- **DATA FOR REVIEW**:
◆ ◆ ◆ ◆ ◆

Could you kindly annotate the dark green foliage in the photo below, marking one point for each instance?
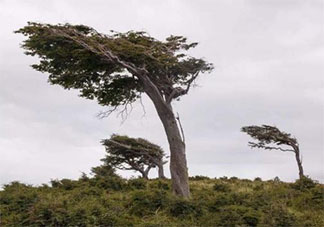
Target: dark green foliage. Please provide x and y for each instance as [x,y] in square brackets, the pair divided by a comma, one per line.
[113,201]
[138,183]
[305,183]
[144,203]
[221,187]
[75,56]
[198,177]
[183,208]
[128,153]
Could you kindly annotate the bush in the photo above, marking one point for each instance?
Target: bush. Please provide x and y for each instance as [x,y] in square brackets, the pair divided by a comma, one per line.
[278,215]
[238,216]
[138,183]
[198,177]
[305,183]
[257,179]
[221,187]
[182,208]
[147,203]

◆ ◆ ◆ ◆ ◆

- **TASK REQUIREMENTS**: Begin at the top of the material above and output each line exactly, stopping after the line that holds "Could you kindly annotate the bush". Leave out pictures.

- **EXERCISE OUTPUT**:
Could you kindly annotate the dark green foliage in the photo below, marking one point for each instance?
Target: dark green foliage. Please provide x and y for each instance as [x,y] in square brackets, the pair divided by a comma, one per line.
[113,201]
[138,183]
[305,183]
[144,203]
[221,187]
[75,56]
[198,177]
[183,208]
[128,153]
Could you kindly annotate the bush in the photo above, marking one point for each instance?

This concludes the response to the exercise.